I also don't understand how you can say Bush doesn't talk about the issues & where he stands on them on his website. I'm also hearing Bush-bashing from other Democrat sources (<< at least he's not directly engaging in smear tactics >>). I seem to recall Carter doing "a bit" of that at the DNC as an example. How does either side get through a campaign without pointing out the reasons not to vote for the other guy? Even if Kerry himself is limiting negative comments on Bush, that's certainly not true of others in his Party. Untruths are being spoken about Bush. I guess time will tell (Nov. 2nd) which side was the most effective.

Avatar for schifferle
iVillage Member
Registered: 03-27-2003
Thu, 07-29-2004 - 9:08am
http://www.townhall.com/columnists/jonahgoldberg/jg20040728.shtml

J'accuse! The Republicans want to win in '04

Jonah Goldberg


July 28, 2004


BOSTON - When Homer Simpson ran for the office of sanitation commissioner, he offered this stirring call to arms: "Animals are crapping in our houses and we're picking it up. Did we lose a war? That's not America!" The crowd went wild and Homer won the race.

After the first night of speeches here at the Democratic Convention, it's pretty clear the Democrats are borrowing from Homer's playbook. Here's the drill: State the obvious as if it is insightful. Then twist it to make it sound like the Republicans are fools or ogres for not seeing the wisdom in what you're saying.

"The Republicans in Washington believe that America should be run by the right people - their people," Bill Clinton declared to thunderous applause here Monday night.

What in the world is he talking about? This is an election, right? The Republicans think Republicans should run things. Democrats think Democrats should. Is there something I'm missing? Are Republicans somehow "cheating" because their campaign platform suggests that their own party is the right one to run America?

This was one of the many ironies, alas, lost on the Democrats.

So, too, was the rather rum spectacle of Jimmy Carter lecturing about the need to "restore the greatness of America" and gird American strength around the globe. Then again, maybe I'm wrong. Perhaps on the morning of September 11, 2001, millions cried in anguish, "If only Jimmy Carter were president!"

**DATASET ROWS**:
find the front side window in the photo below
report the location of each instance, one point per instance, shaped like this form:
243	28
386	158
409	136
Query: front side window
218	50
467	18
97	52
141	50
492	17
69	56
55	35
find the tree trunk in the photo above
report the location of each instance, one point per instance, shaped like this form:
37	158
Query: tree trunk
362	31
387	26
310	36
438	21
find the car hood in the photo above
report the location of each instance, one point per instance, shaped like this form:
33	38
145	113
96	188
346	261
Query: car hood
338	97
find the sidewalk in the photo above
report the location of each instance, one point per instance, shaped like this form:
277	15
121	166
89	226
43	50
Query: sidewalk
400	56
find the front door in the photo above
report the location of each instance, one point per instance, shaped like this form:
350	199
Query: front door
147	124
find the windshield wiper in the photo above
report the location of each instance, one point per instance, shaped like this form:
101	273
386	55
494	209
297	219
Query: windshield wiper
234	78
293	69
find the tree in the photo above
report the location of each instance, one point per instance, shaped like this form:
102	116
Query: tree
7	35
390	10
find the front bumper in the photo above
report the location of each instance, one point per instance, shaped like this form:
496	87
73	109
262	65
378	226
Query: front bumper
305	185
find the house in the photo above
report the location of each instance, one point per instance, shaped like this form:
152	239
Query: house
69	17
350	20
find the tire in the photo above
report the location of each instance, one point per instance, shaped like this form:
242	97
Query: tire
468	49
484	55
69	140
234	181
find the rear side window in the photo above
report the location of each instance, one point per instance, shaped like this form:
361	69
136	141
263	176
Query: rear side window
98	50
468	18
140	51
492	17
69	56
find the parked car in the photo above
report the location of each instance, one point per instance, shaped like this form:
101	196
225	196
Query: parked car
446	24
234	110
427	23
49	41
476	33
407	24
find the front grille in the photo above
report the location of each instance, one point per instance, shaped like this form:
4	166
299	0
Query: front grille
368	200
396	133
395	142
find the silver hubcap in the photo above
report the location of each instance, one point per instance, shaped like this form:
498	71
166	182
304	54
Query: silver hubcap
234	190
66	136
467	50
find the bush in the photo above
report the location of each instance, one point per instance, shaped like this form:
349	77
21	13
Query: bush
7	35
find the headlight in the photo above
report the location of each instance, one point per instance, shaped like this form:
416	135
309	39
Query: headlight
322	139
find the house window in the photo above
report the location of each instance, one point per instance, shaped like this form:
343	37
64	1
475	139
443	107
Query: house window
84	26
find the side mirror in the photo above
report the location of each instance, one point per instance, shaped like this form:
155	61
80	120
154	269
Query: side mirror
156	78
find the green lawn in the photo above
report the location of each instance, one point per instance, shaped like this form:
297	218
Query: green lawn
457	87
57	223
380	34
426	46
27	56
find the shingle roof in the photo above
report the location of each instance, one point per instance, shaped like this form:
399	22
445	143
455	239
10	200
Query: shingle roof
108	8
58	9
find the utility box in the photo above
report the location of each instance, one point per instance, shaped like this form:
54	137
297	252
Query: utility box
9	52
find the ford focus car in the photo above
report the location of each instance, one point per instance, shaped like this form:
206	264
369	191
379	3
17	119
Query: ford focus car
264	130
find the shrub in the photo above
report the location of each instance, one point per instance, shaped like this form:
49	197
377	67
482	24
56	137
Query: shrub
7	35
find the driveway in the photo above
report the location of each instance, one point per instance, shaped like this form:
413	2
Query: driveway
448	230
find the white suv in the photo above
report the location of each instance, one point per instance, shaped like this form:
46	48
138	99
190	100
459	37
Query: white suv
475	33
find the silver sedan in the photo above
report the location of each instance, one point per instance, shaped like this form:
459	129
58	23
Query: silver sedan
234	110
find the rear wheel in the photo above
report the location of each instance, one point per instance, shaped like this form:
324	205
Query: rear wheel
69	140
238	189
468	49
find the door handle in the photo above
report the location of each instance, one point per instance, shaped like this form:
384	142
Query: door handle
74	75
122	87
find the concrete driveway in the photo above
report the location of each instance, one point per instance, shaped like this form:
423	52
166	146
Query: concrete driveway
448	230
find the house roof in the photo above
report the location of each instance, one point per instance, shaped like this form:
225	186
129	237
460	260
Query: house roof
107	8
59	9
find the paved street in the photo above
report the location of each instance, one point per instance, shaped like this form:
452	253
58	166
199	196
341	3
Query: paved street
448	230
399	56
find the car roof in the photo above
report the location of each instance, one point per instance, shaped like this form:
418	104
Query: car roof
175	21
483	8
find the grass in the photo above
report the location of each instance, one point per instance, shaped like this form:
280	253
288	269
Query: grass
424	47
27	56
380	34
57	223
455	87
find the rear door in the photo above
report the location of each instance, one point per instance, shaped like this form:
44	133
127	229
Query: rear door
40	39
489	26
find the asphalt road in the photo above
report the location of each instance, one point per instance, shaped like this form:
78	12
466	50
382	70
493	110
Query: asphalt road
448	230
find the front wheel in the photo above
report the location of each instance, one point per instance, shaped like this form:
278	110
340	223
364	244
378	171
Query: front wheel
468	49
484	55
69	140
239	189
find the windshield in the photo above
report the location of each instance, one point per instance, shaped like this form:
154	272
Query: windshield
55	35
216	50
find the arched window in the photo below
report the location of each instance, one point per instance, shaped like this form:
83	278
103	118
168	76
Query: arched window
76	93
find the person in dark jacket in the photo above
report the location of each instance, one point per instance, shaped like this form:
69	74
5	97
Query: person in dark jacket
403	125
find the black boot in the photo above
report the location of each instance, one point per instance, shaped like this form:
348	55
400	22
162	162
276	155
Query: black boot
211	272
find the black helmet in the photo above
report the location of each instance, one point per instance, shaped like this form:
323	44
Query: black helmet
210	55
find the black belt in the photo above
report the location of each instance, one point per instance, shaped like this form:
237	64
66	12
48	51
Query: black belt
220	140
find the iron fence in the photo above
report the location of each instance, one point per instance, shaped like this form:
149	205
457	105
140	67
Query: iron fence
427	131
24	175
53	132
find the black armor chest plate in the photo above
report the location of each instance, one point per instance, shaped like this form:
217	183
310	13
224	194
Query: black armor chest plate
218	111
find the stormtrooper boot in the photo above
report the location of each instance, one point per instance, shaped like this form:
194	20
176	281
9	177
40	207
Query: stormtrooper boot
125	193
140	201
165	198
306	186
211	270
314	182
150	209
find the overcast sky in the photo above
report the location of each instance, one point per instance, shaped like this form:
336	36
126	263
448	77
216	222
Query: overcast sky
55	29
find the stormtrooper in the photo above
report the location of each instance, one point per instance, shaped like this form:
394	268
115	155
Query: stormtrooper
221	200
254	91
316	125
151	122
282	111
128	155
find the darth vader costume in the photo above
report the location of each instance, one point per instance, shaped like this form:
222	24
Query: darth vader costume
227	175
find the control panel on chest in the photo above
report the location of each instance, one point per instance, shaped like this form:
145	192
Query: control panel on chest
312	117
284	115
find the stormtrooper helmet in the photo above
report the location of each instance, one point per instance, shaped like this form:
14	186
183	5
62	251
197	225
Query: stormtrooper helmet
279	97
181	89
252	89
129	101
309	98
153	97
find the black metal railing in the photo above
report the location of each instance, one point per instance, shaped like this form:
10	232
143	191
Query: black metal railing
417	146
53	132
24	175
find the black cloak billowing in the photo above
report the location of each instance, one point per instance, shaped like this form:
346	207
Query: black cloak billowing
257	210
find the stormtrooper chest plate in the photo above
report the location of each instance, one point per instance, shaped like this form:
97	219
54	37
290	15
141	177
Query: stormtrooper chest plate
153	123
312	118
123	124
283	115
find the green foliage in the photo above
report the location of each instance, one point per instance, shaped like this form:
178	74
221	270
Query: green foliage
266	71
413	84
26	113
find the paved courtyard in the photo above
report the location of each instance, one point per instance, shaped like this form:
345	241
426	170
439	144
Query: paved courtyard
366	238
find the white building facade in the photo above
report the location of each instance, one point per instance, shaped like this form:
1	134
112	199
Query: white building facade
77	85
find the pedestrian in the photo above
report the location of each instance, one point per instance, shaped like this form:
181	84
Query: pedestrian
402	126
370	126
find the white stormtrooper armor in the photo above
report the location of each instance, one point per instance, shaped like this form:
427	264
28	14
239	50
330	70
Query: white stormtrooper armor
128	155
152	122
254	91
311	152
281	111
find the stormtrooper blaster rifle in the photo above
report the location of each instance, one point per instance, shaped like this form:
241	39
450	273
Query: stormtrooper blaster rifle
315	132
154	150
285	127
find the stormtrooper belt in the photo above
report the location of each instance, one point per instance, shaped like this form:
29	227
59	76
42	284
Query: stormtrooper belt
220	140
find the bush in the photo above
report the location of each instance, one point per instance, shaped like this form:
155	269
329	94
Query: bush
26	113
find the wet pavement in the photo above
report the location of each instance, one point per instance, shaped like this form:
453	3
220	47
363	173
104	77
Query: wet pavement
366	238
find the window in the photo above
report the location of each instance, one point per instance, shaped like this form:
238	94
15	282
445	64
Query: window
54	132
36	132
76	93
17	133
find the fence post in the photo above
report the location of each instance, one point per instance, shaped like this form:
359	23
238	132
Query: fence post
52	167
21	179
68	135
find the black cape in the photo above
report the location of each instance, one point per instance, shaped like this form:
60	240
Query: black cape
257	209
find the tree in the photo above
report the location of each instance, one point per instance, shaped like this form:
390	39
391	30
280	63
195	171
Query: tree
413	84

...

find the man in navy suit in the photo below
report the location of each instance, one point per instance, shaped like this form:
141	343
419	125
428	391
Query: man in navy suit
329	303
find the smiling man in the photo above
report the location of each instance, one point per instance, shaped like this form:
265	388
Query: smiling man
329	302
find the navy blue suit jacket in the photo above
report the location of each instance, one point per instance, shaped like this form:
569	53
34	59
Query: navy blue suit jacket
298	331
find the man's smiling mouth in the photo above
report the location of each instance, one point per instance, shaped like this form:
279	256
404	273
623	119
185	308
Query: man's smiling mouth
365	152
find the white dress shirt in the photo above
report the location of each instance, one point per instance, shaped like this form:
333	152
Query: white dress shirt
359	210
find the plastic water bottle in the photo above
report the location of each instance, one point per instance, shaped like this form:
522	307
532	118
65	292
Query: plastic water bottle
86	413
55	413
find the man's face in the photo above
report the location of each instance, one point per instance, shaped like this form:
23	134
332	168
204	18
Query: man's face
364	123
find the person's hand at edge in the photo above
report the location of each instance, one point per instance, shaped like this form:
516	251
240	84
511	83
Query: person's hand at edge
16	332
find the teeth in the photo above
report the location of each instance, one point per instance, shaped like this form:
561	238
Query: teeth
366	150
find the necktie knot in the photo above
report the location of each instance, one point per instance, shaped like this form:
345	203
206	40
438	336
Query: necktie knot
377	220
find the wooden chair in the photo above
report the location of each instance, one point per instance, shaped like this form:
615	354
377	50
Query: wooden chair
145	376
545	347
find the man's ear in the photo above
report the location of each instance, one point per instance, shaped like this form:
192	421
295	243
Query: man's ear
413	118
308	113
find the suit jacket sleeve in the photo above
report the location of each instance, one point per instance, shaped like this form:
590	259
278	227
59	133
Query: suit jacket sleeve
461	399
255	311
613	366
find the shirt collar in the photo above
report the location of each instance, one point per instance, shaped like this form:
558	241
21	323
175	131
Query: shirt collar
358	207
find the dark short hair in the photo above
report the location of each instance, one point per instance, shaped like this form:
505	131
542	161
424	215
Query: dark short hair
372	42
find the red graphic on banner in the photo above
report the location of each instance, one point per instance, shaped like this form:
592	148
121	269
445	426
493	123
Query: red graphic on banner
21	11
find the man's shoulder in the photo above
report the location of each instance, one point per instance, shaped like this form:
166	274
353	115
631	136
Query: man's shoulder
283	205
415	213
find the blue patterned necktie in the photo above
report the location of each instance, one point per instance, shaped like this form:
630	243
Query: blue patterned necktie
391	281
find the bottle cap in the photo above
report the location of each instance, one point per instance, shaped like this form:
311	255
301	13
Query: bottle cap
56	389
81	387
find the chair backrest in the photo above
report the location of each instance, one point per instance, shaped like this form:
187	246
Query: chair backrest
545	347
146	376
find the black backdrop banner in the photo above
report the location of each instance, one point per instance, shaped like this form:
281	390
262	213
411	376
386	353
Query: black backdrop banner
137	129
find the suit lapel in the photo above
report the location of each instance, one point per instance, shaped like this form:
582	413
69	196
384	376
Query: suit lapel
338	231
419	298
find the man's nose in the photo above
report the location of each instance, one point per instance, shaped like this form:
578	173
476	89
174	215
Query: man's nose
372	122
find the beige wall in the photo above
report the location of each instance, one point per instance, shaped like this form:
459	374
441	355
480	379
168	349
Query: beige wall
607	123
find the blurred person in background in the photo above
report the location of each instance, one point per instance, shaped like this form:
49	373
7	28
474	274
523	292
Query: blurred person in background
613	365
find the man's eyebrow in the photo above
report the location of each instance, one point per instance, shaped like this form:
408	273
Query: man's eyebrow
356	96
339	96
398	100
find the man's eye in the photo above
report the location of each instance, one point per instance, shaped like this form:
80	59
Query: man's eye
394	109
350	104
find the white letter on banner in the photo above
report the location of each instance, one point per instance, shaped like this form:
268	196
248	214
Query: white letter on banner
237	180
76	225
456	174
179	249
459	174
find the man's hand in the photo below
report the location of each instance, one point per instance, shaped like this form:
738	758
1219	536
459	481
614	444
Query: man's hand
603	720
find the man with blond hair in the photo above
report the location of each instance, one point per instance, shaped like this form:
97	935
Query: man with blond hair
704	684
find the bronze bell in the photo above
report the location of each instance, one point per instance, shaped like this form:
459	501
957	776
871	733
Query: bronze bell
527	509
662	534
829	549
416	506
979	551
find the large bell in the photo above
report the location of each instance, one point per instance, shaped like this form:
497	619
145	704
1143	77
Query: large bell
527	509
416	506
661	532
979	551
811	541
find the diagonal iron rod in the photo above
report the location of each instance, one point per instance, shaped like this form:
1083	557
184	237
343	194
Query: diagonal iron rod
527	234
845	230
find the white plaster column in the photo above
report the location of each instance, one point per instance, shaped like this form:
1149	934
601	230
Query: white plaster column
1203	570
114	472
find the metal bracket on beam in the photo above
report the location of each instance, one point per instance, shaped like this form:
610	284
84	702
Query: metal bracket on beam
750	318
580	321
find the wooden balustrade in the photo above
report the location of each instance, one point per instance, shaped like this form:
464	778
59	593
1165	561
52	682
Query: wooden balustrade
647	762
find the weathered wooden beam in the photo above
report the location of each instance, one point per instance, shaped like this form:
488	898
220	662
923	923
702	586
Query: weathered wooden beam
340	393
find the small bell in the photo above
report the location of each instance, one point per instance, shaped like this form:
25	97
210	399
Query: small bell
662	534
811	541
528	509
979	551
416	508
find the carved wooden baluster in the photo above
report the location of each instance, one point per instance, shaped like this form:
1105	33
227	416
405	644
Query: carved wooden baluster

**THINGS TO DO**:
(a) List every real-life political figure named in the 2004 campaign text, giving each name as it appears there.
(b) Write the next part of the 2004 campaign text, picking up after its final sentence.

**RESPONSES PER TASK**:
(a)
Bush
Carter (Jimmy Carter)
Kerry
Bill Clinton

(b)
Aside from his shockingly gratuitous and unpresidential cheap shots about Bush's military service - wasn't it Carter who pardoned all those honest-to-God draft-dodgers? - what stood out in Carter's oration was his tendency to attribute so many of the world's longest-running and most intractable problems to George W. Bush. "Violence has gripped the Holy Land," Carter intoned. Talk about walking into the movie half way through. Violence has gripped the Holy land for a very, very long time. In fact, bears have been using the woods as a bathroom since George Bush has been president, too. That's not exactly George W. Bush's fault. (Indeed, the worst flare-up of violence occurred after Bill Clinton failed to seal a peace deal in 2000 between Yassir Arafat and Ehud Barak.)

This is just a small sample of the convention's rhetorical drift so far. The Democrats have decided George Bush is guilty of every charge imaginable until proven innocent, and they are not interested in considering any evidence to the contrary. Admittedly, that's the nature of conventions, which are essentially giant choirs hungry to be preached to. Nevertheless, what varies from convention to convention and party to party is the credibility of those assumptions, and here the Democrats come up wanting.

The Boston Democrats take it as a fact that George W. Bush deliberately divides people, and for bad reasons. Time and again, Clinton insisted that Republicans "need a divided America." Jimmy Carter accused Bush of lying, or of "manipulating the truth" about the war in order to "generate public panic." The analysis behind such convictions goes something like this: George W. Bush enjoyed an astronomically high approval rating after 9/11 and the war with Afghanistan. But for political motives no one can explain, he chose "to divide" Americans and risk that popularity by "lying" about a war we didn't need to fight.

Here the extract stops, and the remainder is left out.